### [SET PROBLEM]
Display every line in the records below that contains the string "field", copying each line unchanged.

### [RECORDS SHOWN]
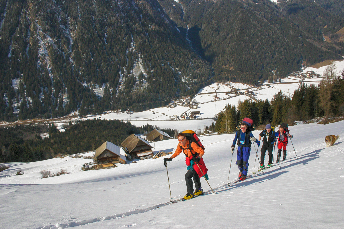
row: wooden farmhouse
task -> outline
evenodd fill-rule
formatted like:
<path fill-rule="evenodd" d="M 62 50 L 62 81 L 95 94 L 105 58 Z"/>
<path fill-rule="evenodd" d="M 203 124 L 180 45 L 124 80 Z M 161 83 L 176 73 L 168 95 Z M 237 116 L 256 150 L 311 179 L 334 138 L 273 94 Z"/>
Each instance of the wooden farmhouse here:
<path fill-rule="evenodd" d="M 98 163 L 108 161 L 126 164 L 125 156 L 121 155 L 120 148 L 109 141 L 106 141 L 96 150 L 94 160 Z"/>
<path fill-rule="evenodd" d="M 164 132 L 160 131 L 156 129 L 153 129 L 146 135 L 147 139 L 150 141 L 161 141 L 167 139 L 173 139 L 173 138 Z"/>
<path fill-rule="evenodd" d="M 193 114 L 195 116 L 195 118 L 196 117 L 196 115 L 201 115 L 201 112 L 200 111 L 192 111 L 191 114 Z"/>
<path fill-rule="evenodd" d="M 153 157 L 152 148 L 154 147 L 144 139 L 133 134 L 126 138 L 121 145 L 127 157 L 131 160 Z"/>

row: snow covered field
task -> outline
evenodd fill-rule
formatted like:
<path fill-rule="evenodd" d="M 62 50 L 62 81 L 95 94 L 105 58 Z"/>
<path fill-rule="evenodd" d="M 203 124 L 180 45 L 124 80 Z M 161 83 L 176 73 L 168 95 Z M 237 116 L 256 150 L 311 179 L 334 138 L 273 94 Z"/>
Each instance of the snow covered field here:
<path fill-rule="evenodd" d="M 289 128 L 298 158 L 290 142 L 281 168 L 275 165 L 230 186 L 225 184 L 234 135 L 203 137 L 209 182 L 216 194 L 211 195 L 202 178 L 205 195 L 174 204 L 170 202 L 161 158 L 86 171 L 80 168 L 89 160 L 68 157 L 9 164 L 0 172 L 0 228 L 342 228 L 344 121 Z M 330 134 L 340 137 L 326 148 L 325 136 Z M 177 144 L 175 139 L 157 142 L 156 150 L 174 151 Z M 235 157 L 230 181 L 237 177 Z M 252 146 L 249 174 L 255 158 Z M 258 166 L 257 160 L 255 170 Z M 186 192 L 184 156 L 168 162 L 168 168 L 175 200 Z M 61 168 L 69 174 L 40 178 L 42 169 Z M 19 169 L 25 174 L 15 175 Z"/>
<path fill-rule="evenodd" d="M 344 60 L 336 61 L 334 63 L 337 66 L 337 71 L 341 72 L 344 69 Z M 304 69 L 302 72 L 305 73 L 308 71 L 313 70 L 322 75 L 326 67 L 319 68 L 310 67 Z M 93 119 L 95 118 L 118 119 L 130 122 L 138 126 L 149 124 L 156 125 L 161 128 L 176 129 L 180 131 L 185 130 L 185 128 L 196 129 L 199 126 L 203 130 L 205 125 L 209 126 L 214 122 L 211 119 L 214 117 L 216 115 L 222 111 L 226 104 L 236 106 L 239 100 L 242 101 L 245 99 L 265 100 L 267 99 L 271 101 L 274 95 L 281 90 L 285 95 L 291 97 L 294 91 L 301 84 L 304 83 L 309 86 L 312 84 L 318 85 L 322 79 L 321 78 L 302 79 L 289 76 L 281 79 L 281 83 L 275 82 L 270 83 L 266 82 L 263 85 L 258 87 L 238 82 L 215 83 L 202 88 L 192 98 L 191 100 L 195 100 L 198 103 L 198 107 L 197 108 L 183 106 L 177 106 L 173 108 L 158 107 L 130 114 L 124 112 L 112 113 L 95 116 L 90 116 L 82 119 Z M 235 93 L 236 91 L 244 92 L 246 90 L 253 91 L 254 94 Z M 216 97 L 217 98 L 215 100 Z M 191 112 L 196 111 L 199 111 L 201 115 L 197 116 L 197 119 L 194 120 L 173 120 L 170 118 L 173 116 L 180 116 L 184 112 L 188 114 Z M 200 118 L 207 119 L 198 119 Z M 162 121 L 168 120 L 170 121 Z"/>
<path fill-rule="evenodd" d="M 273 98 L 274 95 L 282 90 L 287 96 L 292 96 L 294 91 L 301 84 L 304 83 L 308 85 L 318 85 L 321 81 L 321 78 L 304 80 L 290 77 L 282 79 L 281 83 L 265 83 L 259 87 L 241 83 L 228 82 L 226 83 L 215 83 L 200 90 L 192 100 L 195 99 L 198 103 L 198 107 L 192 108 L 184 106 L 177 106 L 173 108 L 166 107 L 158 107 L 140 112 L 128 114 L 125 112 L 112 112 L 97 116 L 90 115 L 82 118 L 83 120 L 101 118 L 106 119 L 119 119 L 130 122 L 133 125 L 141 126 L 149 124 L 156 125 L 161 128 L 176 129 L 180 130 L 185 128 L 196 129 L 198 126 L 203 130 L 204 126 L 209 126 L 215 121 L 211 119 L 223 109 L 226 104 L 237 106 L 239 101 L 245 99 L 267 99 L 269 101 Z M 254 95 L 243 94 L 236 94 L 235 90 L 244 92 L 246 90 L 254 91 Z M 214 100 L 215 97 L 218 99 Z M 171 119 L 172 116 L 180 116 L 186 112 L 189 114 L 193 111 L 199 111 L 201 115 L 197 118 L 192 120 L 176 120 Z M 200 118 L 206 119 L 199 119 Z M 166 122 L 168 120 L 168 122 Z"/>

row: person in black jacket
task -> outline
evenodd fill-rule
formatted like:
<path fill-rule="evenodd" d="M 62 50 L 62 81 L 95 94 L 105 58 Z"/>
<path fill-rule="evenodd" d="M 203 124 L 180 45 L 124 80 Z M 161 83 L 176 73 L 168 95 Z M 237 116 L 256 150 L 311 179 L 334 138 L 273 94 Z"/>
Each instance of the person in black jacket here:
<path fill-rule="evenodd" d="M 271 128 L 271 125 L 268 124 L 265 127 L 265 129 L 264 130 L 259 134 L 259 141 L 260 139 L 263 138 L 263 144 L 261 147 L 260 151 L 260 168 L 262 169 L 265 167 L 264 164 L 264 158 L 265 157 L 265 153 L 267 150 L 269 155 L 269 162 L 268 163 L 267 167 L 271 166 L 272 163 L 272 149 L 273 147 L 276 145 L 276 137 L 275 136 L 275 131 Z"/>

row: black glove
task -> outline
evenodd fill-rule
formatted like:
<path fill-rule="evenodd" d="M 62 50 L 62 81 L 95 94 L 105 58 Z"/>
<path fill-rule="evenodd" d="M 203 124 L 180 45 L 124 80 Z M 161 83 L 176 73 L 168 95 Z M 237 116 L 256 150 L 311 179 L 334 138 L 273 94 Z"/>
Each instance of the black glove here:
<path fill-rule="evenodd" d="M 192 158 L 192 160 L 195 162 L 198 162 L 201 160 L 201 158 L 199 157 L 194 157 Z"/>

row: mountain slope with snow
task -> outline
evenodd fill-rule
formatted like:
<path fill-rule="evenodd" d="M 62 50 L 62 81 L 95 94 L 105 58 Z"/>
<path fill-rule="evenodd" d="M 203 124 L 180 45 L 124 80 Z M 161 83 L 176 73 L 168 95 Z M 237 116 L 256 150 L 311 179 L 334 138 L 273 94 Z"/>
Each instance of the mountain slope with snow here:
<path fill-rule="evenodd" d="M 201 178 L 206 195 L 175 204 L 170 202 L 162 158 L 86 171 L 77 168 L 87 160 L 68 157 L 13 163 L 0 173 L 0 228 L 342 228 L 343 127 L 344 121 L 290 127 L 298 158 L 290 142 L 281 168 L 276 165 L 264 175 L 258 173 L 229 187 L 225 185 L 228 181 L 229 152 L 234 135 L 204 136 L 204 161 L 216 194 L 211 194 Z M 258 137 L 259 133 L 253 134 Z M 330 134 L 340 137 L 334 145 L 326 148 L 324 138 Z M 165 140 L 155 142 L 155 148 L 173 151 L 177 144 L 175 139 Z M 249 174 L 259 166 L 256 155 L 252 146 Z M 233 158 L 229 181 L 238 173 L 235 155 Z M 266 164 L 267 160 L 267 156 Z M 180 155 L 168 164 L 175 200 L 186 193 L 184 157 Z M 40 178 L 41 169 L 53 172 L 61 168 L 69 173 Z M 19 169 L 25 174 L 16 176 Z"/>

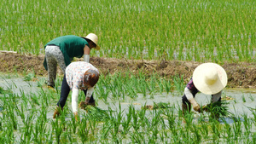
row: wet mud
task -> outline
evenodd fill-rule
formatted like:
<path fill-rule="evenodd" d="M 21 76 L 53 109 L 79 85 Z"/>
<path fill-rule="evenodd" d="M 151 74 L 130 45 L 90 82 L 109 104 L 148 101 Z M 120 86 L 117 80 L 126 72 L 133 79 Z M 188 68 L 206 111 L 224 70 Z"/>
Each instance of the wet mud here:
<path fill-rule="evenodd" d="M 43 66 L 44 55 L 20 55 L 0 52 L 0 72 L 29 73 L 47 77 L 47 71 Z M 75 59 L 74 60 L 83 60 Z M 97 67 L 101 74 L 131 72 L 137 74 L 143 72 L 147 76 L 152 73 L 166 78 L 175 75 L 183 75 L 189 82 L 195 68 L 201 64 L 196 61 L 181 60 L 146 60 L 114 58 L 91 57 L 90 63 Z M 223 62 L 220 64 L 228 75 L 228 88 L 256 89 L 256 62 Z M 60 68 L 58 73 L 61 75 Z"/>

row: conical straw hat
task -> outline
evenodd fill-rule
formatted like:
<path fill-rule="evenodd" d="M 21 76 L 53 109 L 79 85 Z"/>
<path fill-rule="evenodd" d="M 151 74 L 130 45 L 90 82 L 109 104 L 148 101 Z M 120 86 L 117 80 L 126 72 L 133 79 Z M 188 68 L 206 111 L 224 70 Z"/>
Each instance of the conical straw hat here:
<path fill-rule="evenodd" d="M 207 95 L 221 91 L 228 83 L 225 70 L 216 63 L 203 63 L 193 72 L 193 83 L 195 88 Z"/>
<path fill-rule="evenodd" d="M 99 50 L 101 48 L 98 46 L 98 37 L 94 33 L 89 33 L 85 38 L 91 40 L 96 46 L 96 49 Z"/>

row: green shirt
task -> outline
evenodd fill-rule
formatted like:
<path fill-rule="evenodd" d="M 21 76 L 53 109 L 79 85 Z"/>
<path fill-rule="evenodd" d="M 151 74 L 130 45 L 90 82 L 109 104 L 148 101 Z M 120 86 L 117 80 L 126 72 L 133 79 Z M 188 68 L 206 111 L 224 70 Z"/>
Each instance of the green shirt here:
<path fill-rule="evenodd" d="M 71 63 L 70 59 L 73 59 L 73 57 L 82 57 L 84 46 L 87 45 L 89 47 L 89 43 L 84 38 L 73 35 L 56 37 L 45 44 L 44 49 L 49 44 L 54 44 L 60 47 L 60 49 L 64 55 L 66 66 L 68 66 Z M 48 70 L 46 58 L 44 58 L 44 66 Z"/>

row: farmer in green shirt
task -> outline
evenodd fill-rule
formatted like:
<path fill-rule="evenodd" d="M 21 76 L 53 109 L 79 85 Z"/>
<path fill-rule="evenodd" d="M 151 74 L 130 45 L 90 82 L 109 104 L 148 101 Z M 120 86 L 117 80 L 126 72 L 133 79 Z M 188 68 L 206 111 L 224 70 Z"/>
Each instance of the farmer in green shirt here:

### [FULL RESPONSE]
row: snow covered field
Each instance of the snow covered field here:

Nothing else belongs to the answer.